[Excerpts of pointing data]
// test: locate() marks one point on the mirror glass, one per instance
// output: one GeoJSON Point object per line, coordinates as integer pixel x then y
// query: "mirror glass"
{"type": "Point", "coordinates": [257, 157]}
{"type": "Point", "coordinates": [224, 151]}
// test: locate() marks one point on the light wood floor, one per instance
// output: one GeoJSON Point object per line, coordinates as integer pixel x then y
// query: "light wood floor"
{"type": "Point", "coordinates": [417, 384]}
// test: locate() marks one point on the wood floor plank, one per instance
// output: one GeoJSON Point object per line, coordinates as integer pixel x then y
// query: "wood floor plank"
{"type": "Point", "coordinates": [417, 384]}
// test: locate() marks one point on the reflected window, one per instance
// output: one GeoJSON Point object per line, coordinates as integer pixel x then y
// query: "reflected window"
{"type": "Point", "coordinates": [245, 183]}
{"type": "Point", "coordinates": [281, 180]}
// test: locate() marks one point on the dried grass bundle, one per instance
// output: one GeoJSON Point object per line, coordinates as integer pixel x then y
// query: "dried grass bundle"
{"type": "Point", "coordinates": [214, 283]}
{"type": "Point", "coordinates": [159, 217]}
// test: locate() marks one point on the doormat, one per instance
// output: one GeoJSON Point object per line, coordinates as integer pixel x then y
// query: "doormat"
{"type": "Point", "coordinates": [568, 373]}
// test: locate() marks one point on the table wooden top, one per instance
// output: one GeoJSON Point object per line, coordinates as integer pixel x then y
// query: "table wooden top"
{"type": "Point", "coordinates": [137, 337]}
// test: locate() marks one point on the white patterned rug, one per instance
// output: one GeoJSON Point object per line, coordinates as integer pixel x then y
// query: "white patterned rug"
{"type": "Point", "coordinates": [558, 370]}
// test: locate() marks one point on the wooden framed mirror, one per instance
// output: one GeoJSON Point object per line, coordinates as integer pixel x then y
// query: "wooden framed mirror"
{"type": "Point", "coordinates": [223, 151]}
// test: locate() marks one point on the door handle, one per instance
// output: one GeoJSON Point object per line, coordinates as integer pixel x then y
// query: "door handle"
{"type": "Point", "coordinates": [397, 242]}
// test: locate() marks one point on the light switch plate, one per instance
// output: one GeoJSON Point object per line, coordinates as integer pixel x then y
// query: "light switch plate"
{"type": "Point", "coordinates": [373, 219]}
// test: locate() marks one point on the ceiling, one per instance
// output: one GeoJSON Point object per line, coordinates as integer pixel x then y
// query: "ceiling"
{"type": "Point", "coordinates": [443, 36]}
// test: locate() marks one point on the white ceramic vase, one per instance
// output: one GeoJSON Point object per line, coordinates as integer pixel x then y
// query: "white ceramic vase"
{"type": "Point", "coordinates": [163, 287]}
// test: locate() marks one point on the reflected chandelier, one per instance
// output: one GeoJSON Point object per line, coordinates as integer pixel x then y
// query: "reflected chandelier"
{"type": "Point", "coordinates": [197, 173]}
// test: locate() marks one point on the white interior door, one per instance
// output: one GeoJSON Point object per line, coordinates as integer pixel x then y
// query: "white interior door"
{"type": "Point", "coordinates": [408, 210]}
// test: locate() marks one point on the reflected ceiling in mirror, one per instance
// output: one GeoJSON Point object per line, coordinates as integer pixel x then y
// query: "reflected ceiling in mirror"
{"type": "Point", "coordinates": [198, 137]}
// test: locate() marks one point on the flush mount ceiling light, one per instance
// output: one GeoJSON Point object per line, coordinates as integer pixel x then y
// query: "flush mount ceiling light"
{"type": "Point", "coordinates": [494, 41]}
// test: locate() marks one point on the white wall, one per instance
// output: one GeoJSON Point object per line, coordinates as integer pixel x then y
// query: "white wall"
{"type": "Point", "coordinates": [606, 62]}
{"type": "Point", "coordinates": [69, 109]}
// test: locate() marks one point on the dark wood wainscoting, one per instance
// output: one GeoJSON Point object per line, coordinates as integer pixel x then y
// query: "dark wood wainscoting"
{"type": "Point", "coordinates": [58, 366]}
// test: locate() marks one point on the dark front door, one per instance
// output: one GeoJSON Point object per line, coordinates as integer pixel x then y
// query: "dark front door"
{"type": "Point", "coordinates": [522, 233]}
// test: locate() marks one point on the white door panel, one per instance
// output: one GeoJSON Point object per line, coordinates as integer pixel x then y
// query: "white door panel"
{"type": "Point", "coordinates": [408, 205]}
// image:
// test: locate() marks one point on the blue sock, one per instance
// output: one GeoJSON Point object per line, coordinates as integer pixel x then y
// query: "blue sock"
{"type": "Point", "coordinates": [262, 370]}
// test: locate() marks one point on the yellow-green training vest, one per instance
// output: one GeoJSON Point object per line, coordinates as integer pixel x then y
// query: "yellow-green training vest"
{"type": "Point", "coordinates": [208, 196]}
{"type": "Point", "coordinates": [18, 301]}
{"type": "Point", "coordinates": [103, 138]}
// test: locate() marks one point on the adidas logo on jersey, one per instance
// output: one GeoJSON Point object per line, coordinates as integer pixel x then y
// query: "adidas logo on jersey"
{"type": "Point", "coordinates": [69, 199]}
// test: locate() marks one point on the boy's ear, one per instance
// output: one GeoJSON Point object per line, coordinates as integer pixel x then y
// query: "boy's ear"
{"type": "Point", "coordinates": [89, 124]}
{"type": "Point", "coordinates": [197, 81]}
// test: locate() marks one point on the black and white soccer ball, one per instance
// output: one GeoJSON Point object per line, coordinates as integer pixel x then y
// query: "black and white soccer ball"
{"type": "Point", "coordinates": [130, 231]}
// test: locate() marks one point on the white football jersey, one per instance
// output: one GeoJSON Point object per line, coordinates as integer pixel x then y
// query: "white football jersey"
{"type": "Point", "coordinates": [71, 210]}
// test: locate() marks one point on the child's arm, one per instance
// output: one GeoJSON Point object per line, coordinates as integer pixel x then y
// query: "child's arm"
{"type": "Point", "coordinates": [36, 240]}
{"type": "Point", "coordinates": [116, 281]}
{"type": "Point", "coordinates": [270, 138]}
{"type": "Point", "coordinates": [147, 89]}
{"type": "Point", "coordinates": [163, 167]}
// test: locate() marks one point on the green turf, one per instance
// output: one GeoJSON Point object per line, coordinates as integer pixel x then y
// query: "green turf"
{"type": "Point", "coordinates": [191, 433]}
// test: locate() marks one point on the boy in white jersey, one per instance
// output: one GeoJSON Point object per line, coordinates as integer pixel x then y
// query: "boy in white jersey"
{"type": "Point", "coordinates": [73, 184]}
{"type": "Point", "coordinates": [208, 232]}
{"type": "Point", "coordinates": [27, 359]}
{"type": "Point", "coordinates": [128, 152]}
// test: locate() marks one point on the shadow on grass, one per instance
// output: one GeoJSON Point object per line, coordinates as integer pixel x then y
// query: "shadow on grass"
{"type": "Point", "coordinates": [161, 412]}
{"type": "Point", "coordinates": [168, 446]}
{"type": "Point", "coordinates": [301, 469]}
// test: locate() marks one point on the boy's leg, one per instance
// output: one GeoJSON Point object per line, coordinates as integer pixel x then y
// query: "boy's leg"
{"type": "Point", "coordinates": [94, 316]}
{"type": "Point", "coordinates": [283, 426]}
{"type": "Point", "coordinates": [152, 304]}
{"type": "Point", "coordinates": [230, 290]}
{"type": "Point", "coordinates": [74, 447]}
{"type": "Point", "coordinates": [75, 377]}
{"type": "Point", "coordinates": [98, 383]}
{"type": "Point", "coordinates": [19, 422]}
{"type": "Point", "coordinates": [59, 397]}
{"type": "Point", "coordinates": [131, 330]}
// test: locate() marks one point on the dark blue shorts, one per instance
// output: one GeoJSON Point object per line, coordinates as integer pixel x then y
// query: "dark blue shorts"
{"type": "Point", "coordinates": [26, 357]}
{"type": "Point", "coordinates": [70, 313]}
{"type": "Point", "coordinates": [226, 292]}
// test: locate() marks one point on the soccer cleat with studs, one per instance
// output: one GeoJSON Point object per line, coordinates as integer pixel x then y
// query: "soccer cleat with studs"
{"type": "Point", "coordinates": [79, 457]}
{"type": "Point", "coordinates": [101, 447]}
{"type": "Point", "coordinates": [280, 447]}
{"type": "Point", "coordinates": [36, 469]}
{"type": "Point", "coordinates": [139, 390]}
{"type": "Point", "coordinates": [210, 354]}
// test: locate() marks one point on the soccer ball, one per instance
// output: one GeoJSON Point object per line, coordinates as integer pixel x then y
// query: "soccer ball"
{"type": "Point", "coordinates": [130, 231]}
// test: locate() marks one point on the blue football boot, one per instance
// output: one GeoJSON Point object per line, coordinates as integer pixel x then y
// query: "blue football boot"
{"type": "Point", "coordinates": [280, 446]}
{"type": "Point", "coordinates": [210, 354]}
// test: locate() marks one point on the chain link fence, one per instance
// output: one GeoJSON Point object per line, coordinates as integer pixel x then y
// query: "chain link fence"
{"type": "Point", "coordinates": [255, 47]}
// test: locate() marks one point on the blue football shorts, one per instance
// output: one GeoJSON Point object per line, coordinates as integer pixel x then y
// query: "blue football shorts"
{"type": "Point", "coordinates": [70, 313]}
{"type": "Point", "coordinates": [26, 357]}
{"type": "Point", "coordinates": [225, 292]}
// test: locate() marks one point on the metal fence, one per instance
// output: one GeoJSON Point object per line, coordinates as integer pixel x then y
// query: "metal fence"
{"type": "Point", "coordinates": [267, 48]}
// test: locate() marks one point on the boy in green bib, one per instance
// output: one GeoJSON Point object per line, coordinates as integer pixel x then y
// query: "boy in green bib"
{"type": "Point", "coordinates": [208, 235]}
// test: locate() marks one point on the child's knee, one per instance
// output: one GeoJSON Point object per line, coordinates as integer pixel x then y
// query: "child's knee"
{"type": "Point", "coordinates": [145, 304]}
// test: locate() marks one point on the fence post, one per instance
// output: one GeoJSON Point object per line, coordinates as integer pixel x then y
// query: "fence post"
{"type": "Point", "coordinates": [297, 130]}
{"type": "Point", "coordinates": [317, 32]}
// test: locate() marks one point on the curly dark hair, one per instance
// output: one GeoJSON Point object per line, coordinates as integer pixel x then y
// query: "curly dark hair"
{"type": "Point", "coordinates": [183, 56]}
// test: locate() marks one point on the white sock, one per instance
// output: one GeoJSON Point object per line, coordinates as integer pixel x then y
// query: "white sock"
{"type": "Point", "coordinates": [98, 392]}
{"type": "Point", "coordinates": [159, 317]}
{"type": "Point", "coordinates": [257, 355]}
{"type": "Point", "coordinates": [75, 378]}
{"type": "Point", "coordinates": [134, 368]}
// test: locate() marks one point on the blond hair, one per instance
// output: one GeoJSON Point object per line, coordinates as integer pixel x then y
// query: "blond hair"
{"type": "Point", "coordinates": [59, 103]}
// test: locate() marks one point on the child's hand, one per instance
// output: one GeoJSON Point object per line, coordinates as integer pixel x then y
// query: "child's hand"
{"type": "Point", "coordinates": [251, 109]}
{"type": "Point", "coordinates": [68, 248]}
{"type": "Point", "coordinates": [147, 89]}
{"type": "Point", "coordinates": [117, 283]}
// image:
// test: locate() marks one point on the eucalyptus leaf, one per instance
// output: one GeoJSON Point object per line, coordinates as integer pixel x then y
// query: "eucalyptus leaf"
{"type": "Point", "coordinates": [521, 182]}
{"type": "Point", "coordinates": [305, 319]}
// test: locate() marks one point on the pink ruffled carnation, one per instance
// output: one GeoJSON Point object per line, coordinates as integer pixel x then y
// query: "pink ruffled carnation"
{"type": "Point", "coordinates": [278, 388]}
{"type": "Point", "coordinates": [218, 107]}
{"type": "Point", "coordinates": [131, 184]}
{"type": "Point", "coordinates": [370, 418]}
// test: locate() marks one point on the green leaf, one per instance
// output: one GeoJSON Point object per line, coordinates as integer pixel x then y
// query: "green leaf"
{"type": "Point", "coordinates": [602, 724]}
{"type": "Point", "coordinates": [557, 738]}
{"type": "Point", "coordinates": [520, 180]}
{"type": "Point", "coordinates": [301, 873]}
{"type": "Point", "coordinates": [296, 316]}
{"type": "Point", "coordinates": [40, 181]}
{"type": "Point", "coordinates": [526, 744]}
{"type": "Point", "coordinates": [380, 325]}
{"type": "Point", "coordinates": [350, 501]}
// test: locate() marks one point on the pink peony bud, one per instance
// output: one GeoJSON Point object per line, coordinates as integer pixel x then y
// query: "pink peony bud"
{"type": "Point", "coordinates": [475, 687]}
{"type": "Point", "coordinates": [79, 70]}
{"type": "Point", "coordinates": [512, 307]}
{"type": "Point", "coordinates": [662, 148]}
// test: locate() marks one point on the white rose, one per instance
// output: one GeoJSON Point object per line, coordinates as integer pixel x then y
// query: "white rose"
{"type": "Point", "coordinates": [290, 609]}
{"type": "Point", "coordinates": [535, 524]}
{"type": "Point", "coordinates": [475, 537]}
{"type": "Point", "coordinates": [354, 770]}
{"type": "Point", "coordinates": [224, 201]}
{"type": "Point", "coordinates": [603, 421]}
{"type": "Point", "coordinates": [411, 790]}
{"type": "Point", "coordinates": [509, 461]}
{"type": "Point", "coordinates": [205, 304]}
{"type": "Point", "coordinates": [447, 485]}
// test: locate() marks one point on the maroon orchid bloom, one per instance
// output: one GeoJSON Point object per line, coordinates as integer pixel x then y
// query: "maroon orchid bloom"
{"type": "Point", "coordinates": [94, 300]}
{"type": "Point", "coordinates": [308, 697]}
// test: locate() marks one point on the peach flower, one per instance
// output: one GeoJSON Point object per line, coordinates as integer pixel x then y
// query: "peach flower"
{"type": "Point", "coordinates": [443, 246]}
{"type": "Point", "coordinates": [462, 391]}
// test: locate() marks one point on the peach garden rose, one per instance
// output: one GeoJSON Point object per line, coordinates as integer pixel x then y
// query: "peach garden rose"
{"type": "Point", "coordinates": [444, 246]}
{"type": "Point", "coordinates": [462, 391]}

▶ **Exercise goal**:
Give back exactly the lines from the line holding "bloom, one per instance" through the last line of the listing, including both.

▶ **Written answer**:
// test: locate() marks one point on the maroon orchid bloom, one per instance
// output: one GeoJSON Point object per line, coordinates as integer pixel x then y
// query: "maroon orchid bloom"
{"type": "Point", "coordinates": [94, 300]}
{"type": "Point", "coordinates": [308, 697]}
// test: locate() marks one point on the peach flower, one per instance
// output: one GeoJSON Point object per line, coordinates as integer pixel x then y
// query: "peach flower"
{"type": "Point", "coordinates": [443, 246]}
{"type": "Point", "coordinates": [462, 391]}
// test: locate() marks one point on the peach garden rose, one per instance
// output: one GeoJSON Point object per line, coordinates as integer pixel x then y
// query: "peach garden rose"
{"type": "Point", "coordinates": [444, 246]}
{"type": "Point", "coordinates": [462, 391]}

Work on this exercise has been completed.